## [Location annotation dataset excerpts]
========================================================================
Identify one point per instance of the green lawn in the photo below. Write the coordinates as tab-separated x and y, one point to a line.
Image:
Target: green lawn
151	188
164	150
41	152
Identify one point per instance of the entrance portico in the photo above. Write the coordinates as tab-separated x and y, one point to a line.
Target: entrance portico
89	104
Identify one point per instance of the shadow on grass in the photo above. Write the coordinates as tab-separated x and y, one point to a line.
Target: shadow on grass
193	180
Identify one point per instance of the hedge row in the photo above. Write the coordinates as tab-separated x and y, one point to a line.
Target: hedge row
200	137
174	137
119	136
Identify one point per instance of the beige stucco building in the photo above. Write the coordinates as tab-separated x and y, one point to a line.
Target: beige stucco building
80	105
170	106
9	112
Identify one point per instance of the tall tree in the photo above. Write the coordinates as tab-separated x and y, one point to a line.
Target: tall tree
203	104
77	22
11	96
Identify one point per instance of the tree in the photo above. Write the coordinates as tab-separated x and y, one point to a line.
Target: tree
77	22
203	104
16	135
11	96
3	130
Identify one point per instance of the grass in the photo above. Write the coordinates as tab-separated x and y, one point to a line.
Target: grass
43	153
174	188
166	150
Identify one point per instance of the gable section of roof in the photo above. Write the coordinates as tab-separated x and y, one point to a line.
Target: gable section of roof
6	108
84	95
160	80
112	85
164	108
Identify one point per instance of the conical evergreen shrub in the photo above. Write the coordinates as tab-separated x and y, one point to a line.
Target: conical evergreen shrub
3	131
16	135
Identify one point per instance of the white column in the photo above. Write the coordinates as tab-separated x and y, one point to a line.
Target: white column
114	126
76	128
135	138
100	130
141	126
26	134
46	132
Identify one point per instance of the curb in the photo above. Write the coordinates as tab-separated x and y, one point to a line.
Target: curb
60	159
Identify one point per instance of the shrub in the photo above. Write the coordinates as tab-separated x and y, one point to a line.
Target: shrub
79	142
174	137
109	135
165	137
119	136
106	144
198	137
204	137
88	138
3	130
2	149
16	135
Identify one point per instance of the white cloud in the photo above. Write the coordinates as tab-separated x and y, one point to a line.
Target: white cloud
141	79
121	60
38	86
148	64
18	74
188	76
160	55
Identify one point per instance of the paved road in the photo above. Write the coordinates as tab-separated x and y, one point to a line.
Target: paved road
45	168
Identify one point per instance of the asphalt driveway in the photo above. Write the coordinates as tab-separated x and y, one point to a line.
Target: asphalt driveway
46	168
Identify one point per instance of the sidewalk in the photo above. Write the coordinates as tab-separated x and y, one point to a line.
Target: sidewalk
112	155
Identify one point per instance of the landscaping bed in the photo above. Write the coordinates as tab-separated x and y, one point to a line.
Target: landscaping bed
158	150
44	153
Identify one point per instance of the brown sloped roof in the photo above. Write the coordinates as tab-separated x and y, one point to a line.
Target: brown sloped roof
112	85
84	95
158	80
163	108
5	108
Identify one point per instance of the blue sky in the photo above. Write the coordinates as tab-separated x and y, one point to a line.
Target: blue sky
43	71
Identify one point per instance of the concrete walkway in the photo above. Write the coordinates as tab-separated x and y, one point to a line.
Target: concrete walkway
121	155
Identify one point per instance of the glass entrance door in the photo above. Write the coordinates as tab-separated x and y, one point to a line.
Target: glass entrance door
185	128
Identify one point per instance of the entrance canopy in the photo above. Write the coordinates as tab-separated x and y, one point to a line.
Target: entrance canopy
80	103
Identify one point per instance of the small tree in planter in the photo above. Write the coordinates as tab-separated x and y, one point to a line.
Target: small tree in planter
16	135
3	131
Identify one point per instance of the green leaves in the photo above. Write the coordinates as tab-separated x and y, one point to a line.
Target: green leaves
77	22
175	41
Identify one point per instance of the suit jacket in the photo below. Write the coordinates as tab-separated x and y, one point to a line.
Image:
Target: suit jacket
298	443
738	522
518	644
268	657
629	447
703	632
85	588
========================================================================
## [Given instruction]
Write out every record verbatim.

## [Solved exercise]
Identify one point per instance of the green lawn in the photo below. Write the coordinates as tab-separated x and y, one point to a line.
Image:
Target: green lawn
151	188
164	150
41	152
Identify one point per instance of the entrance portico in the photo above. Write the coordinates as tab-separated x and y, one point to a line.
Target: entrance portico
89	104
Identify one point per instance of the shadow on grass in the photo above. Write the coordinates as tab-separated x and y, one point to a line.
Target: shadow on grass
193	180
Identify one point per instance of the hedge row in the photo above. Write the coordinates as tab-separated x and y, one point to a line.
Target: hedge row
200	137
174	137
119	136
Identify one point per instance of the beige stucco building in the photo above. Write the coordinates as tab-separated x and y, one point to a line.
Target: beige stucco building
80	105
170	106
9	112
Identify one point per instance of the tall tree in the photo above. Write the coordinates as tab-separated x and y, one point to a line.
Target: tall tree
203	104
77	22
11	96
Identify one point per instance of the tree in the photo above. Write the coordinates as tab-separated x and y, one point to a line.
Target: tree
77	22
203	104
16	135
11	96
3	130
Identify one point per instance of the grass in the photo above. Write the coordinates as tab-separated x and y, one point to a line.
Target: grass
43	153
174	188
166	150
Identify one point per instance of the gable section of roof in the photo above. Write the coordinates as tab-separated x and y, one point to a line.
Target: gable section of roof
6	108
84	95
160	80
112	85
164	108
Identify one point per instance of the conical evergreen shrub in the photo above. Write the coordinates as tab-separated x and y, one point to a line.
Target: conical evergreen shrub
3	131
16	135
Identify one point per instance of the white column in the photo above. Write the coordinates as tab-separated x and y, one point to a line.
Target: white column
114	126
76	128
135	138
100	130
141	126
26	134
46	132
Identify one point per instance of the curb in the photo above. Write the coordinates as tab-separated x and y, one point to a line.
Target: curb
60	159
Identify one point per instance of the shrub in the photo above. Write the coordinates as tab-separated x and y, one point to a line.
Target: shrub
79	142
174	137
109	135
165	137
119	136
106	144
198	137
204	137
88	138
3	130
2	149
16	135
Identify one point per instance of the white cloud in the photo above. Write the coordinates as tab-separated x and y, one point to a line.
Target: white cloud
141	79
121	60
38	86
148	64
18	74
188	76
160	55
Identify one point per instance of the paved road in the photo above. Write the coordinates as tab-separated x and y, one point to a line.
Target: paved road
45	168
Identify one point per instance of the asphalt driveway in the photo above. Write the coordinates as tab-separated x and y, one point to a line.
Target: asphalt driveway
46	168
Identify one point per instance of the sidewalk in the photo above. Write the coordinates as tab-separated x and y, one point to a line.
Target: sidewalk
112	155
Identify one point per instance of the landscaping bed in the photo above. Write the coordinates as tab-separated x and y, one point to a line.
Target: landscaping bed
158	150
44	153
Identify one point per instance of the brown sloped roof in the photo above. Write the coordinates as tab-separated x and y, one point to a line.
Target: brown sloped roof
112	85
84	95
158	80
163	108
5	108
Identify one point per instance of the blue sky in the photo above. Write the coordinates as tab-separated x and y, one point to a line.
Target: blue sky
43	71
Identify one point per instance of the concrete walkway in the photo above. Write the coordinates as tab-separated x and y, one point to a line.
Target: concrete walkway
121	155
Identify one point per instance of the glass entrance door in the photo above. Write the coordinates as tab-separated x and y, one point to a line.
Target: glass entrance door
185	128
Identify one point per instance of the entrance canopy in the photo above. Write the coordinates as tab-separated x and y, one point to a line.
Target: entrance canopy
80	103
Identify one point per instance of the small tree in planter in the photo above. Write the coordinates as tab-separated x and y, one point to a line.
Target: small tree in planter
16	135
3	131
Identify one point per instance of the green leaves in the photo above. Write the coordinates as tab-separated x and y, one point to a line.
Target: green leaves
77	22
175	41
Identify one point per instance of the suit jacket in the photo below. Write the coordinates as tab-separated x and y, one point to a line.
Image:
Target: suit jacket
298	443
738	522
518	644
268	657
629	447
703	632
85	588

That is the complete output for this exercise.